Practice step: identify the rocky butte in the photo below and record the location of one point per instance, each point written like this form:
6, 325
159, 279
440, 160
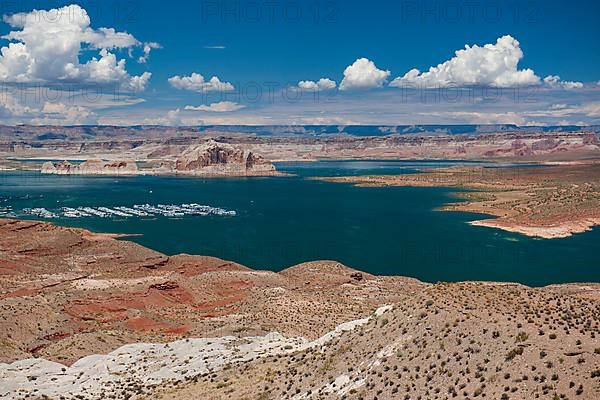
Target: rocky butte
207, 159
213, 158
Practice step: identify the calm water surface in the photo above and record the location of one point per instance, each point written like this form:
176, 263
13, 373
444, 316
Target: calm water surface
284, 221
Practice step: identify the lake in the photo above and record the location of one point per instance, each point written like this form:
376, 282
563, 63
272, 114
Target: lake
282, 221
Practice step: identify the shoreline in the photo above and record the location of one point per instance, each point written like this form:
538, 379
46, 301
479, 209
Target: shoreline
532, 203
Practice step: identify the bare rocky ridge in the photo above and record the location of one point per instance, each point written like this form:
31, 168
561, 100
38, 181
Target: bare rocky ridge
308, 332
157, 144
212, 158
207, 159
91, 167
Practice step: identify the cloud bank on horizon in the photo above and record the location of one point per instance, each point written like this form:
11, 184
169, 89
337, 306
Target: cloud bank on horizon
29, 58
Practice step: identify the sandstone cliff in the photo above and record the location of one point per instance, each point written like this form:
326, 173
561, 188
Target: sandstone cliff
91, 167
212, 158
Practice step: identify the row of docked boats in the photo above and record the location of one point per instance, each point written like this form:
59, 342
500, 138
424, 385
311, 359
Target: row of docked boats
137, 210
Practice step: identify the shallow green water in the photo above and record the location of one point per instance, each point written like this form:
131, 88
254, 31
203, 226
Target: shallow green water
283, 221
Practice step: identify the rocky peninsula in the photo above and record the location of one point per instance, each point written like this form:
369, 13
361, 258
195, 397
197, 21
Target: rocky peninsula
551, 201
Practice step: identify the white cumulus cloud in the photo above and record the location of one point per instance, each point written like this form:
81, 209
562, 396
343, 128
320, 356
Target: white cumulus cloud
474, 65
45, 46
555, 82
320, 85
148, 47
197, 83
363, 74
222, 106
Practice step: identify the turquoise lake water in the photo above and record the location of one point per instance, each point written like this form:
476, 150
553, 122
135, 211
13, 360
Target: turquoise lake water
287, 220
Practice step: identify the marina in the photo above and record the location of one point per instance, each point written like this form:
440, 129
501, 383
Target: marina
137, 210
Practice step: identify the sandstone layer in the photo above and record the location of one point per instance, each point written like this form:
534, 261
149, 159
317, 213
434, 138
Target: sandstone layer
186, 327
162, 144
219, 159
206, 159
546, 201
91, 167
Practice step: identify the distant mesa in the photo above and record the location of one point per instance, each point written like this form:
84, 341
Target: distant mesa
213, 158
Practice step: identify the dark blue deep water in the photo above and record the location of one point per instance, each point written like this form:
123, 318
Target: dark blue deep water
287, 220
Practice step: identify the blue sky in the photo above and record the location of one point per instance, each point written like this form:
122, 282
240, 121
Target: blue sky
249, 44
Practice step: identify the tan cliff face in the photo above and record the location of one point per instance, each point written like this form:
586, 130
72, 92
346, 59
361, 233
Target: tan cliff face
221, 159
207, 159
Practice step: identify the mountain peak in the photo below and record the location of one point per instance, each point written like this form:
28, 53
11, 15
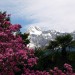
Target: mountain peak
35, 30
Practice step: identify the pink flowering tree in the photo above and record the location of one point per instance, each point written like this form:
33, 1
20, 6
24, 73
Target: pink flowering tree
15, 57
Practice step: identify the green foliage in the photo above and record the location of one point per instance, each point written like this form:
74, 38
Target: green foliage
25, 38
-----
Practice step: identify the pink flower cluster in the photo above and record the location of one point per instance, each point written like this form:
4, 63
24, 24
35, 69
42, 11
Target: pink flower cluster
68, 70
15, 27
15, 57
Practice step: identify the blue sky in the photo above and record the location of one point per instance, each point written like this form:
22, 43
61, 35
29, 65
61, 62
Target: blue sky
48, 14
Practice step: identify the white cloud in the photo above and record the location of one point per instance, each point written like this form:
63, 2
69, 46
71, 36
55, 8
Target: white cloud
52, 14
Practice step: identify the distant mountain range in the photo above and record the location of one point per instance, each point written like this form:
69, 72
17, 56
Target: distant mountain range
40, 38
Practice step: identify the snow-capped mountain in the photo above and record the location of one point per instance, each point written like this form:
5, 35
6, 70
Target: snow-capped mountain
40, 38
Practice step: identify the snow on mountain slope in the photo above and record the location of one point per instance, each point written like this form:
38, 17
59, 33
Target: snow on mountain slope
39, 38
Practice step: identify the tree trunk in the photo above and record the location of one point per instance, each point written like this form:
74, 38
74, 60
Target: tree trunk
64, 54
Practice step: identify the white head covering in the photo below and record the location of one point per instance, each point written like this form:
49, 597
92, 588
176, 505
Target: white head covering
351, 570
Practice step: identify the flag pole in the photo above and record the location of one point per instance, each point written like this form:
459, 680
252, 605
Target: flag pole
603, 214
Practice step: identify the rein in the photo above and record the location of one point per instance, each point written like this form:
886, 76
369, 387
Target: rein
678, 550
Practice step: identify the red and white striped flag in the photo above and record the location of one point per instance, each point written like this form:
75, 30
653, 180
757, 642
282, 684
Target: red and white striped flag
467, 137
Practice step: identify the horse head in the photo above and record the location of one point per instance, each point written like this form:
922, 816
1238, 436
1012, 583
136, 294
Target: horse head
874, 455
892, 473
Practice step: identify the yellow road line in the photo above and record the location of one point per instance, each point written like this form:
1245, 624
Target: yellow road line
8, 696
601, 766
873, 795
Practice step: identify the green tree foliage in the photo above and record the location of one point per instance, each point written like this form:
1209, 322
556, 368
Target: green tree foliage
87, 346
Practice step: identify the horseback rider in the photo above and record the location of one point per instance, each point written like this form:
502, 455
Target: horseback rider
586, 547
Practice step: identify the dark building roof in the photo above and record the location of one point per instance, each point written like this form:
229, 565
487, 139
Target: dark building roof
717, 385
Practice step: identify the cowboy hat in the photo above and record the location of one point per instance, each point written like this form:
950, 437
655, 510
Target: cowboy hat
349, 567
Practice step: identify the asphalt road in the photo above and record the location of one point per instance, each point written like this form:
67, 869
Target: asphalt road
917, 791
-----
Count the lines in the items above that contain the word "green". Reply with the number alone.

COMPLETED TASK — 6